------ LESETEXT

Euro Szenario 3 Quelle: DIW

Zu stark klaffen die politischen Interessen in der Euro-Zone auseinander. Deswegen ist es wahrscheinlich, dass sich die Politiker niemals auf eine klare Lösung des Griechenland-Problems einigen, sondern wie bisher ein halbherziger Kompromiss auf den anderen folgt. Doch irgendwann ist damit Schluss: Eine der europäischen Regierungen weigert sich, weiter Geld zu geben. Griechenland ist von einem auf den nächsten Tag zahlungsunfähig und kann nur noch 40 Prozent seiner Kredite tilgen und Zinsen zahlen. Versicherer, Pensionsfonds und Banken werden von der Pleite kalt erwischt. Sie müssen Milliarden abschreiben.

Auf den Märkten bricht Chaos aus. Die Kurse für Finanzaktien stürzen ab, deutsche und französische Geldhäuser brauchen frisches Kapital, auch einigen Pensionsfonds und Versicherern geht die Luft aus. Mit hohen Zinsen buhlen sie um das Geld der Investoren und treiben damit die Refinanzierungskosten weltweit für alle Unternehmen in die Höhe. Der Interbankenmarkt steht wie nach der Lehman-Pleite im Herbst 2008 still, kein Institut traut dem anderem mehr über den Weg. Besonders gefürchtet sind die Ausfallversicherungen für Staatsanleihen der Krisenländer – die für Griechenland werden nun fällig.

Die Hellenen aber trifft es am schlimmsten. Da für das Land keine Hoffnung mehr besteht, sind der EZB die Hände gebunden. Die Frankfurter Zentralbank leiht den griechischen Instituten kein Geld mehr. Ihre Glaubwürdigkeit und der Zusammenhalt der Währungsunion stehen auf den Spiel. Das ist das Todesurteil für den griechischen Bankensektor. Der Flächenbrand beginnt.

------------
------ GEGEBENE DATENSÄTZE

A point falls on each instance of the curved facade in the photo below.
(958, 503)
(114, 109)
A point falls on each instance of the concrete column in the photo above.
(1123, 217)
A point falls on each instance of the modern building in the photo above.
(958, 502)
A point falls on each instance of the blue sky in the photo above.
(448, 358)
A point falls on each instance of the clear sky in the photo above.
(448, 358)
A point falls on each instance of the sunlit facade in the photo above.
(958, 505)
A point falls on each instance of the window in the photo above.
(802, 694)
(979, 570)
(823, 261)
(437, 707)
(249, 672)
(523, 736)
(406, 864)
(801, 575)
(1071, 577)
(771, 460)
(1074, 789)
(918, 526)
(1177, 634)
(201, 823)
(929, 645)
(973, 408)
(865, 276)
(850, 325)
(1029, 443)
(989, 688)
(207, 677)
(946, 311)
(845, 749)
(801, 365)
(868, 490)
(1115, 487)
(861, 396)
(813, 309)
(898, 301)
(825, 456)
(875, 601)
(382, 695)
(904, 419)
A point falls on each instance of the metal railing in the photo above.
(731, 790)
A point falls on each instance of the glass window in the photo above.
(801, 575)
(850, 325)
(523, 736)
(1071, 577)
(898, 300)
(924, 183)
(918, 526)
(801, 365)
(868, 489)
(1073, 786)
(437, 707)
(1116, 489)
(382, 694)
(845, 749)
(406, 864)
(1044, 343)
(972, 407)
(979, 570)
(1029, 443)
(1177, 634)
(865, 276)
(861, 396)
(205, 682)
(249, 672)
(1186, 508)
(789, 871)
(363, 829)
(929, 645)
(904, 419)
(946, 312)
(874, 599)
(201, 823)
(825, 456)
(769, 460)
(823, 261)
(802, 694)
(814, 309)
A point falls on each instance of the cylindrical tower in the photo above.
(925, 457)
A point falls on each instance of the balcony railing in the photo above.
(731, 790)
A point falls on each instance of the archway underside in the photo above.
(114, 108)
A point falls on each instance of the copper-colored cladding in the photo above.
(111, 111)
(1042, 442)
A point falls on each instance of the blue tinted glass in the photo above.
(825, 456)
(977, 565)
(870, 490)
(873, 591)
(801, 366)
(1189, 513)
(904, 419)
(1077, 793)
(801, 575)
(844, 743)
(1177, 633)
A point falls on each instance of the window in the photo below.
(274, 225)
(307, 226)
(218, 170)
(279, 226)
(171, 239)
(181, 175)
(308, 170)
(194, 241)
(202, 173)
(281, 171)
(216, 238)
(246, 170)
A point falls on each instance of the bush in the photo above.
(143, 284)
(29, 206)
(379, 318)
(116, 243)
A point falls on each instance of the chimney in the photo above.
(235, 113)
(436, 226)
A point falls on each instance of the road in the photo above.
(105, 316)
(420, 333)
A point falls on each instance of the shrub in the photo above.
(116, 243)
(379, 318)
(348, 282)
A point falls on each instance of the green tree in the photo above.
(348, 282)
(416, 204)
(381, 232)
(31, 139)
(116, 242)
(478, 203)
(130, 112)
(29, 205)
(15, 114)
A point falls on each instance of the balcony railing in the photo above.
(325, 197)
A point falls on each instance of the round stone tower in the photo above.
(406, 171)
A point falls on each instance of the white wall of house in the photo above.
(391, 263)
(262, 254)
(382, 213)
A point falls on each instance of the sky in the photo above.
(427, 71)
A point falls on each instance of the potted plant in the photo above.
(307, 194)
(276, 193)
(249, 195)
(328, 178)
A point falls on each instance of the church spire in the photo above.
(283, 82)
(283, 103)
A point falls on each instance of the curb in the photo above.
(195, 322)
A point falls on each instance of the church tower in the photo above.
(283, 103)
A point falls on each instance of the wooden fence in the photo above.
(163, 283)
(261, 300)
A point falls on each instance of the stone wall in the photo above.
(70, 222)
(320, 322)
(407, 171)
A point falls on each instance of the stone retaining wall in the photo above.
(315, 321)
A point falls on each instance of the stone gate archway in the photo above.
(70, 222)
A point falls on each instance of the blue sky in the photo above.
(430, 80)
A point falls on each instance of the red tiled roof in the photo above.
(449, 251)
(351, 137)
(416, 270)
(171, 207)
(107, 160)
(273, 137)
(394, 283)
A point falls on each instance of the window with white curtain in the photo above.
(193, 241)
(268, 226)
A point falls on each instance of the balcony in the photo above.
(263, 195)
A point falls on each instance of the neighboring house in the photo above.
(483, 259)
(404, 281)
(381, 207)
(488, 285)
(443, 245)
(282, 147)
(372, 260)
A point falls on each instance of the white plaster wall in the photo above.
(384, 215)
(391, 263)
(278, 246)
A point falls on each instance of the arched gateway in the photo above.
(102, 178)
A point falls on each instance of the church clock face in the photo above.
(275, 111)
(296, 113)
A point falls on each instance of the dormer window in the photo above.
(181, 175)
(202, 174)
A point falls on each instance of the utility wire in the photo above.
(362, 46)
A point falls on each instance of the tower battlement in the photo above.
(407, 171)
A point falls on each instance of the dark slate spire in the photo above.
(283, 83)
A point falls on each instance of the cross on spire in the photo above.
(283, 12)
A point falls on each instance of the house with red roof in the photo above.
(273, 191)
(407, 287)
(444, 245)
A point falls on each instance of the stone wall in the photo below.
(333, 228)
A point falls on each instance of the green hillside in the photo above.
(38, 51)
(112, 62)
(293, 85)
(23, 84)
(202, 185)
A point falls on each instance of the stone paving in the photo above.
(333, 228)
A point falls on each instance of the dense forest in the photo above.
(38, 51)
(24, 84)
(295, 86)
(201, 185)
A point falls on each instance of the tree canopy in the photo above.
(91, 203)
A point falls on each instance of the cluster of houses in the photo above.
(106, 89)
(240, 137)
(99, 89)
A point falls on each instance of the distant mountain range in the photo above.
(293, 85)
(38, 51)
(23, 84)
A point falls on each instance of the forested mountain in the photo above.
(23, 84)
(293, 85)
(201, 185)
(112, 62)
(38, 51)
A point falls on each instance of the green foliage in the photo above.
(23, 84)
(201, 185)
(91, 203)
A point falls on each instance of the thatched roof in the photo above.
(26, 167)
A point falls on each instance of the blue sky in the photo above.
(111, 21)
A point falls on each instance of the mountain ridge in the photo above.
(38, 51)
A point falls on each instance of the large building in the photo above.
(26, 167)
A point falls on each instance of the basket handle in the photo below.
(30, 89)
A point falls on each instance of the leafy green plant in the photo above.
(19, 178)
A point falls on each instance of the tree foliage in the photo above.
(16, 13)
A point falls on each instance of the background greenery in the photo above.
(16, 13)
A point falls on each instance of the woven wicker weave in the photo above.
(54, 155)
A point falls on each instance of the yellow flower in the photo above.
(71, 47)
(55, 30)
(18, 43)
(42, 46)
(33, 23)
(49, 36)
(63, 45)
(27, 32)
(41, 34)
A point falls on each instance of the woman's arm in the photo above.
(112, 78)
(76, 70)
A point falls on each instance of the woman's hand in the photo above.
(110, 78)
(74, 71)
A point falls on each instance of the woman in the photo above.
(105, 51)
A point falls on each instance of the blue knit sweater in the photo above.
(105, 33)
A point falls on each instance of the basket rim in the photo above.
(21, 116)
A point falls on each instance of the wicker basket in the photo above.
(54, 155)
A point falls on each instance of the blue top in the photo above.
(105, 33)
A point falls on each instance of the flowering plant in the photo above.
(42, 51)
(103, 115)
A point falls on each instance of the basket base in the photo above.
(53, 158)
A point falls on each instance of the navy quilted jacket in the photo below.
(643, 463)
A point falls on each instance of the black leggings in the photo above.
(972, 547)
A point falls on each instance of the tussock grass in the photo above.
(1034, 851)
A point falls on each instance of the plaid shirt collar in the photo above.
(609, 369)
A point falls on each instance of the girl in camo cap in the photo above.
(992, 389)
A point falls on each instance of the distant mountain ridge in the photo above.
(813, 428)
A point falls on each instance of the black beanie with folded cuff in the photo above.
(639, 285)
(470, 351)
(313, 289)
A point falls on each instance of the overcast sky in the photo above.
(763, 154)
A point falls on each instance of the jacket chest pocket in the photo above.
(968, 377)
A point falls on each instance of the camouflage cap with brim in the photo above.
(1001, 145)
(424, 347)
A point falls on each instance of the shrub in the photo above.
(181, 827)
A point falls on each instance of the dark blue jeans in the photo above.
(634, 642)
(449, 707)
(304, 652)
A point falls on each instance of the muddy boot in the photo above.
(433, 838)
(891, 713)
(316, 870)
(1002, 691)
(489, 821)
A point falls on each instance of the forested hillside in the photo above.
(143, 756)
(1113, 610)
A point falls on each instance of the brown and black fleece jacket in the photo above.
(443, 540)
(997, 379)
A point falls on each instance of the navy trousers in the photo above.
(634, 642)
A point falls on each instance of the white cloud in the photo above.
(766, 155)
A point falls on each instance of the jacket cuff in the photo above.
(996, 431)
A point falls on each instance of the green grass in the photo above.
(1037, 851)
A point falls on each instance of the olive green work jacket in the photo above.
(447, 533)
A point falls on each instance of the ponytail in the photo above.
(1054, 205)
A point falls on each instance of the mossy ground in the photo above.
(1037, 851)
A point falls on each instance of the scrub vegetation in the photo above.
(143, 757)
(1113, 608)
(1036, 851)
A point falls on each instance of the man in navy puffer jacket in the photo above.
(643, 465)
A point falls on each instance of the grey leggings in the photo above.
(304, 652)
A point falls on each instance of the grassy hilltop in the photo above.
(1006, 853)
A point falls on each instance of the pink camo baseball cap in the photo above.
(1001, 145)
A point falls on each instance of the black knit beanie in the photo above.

------------

▸ **AUFGABENSTELLUNG**: Erklären Sie anhand des Lesetextes zum Euro-Szenario, warum die EZB den griechischen Instituten kein Geld mehr leiht.

▸ **SCHRIFTLICHE LÖSUNG**: Für Griechenland besteht keine Hoffnung mehr, deshalb sind der EZB die Hände gebunden. Außerdem stehen ihre Glaubwürdigkeit und der Zusammenhalt der Währungsunion auf dem Spiel.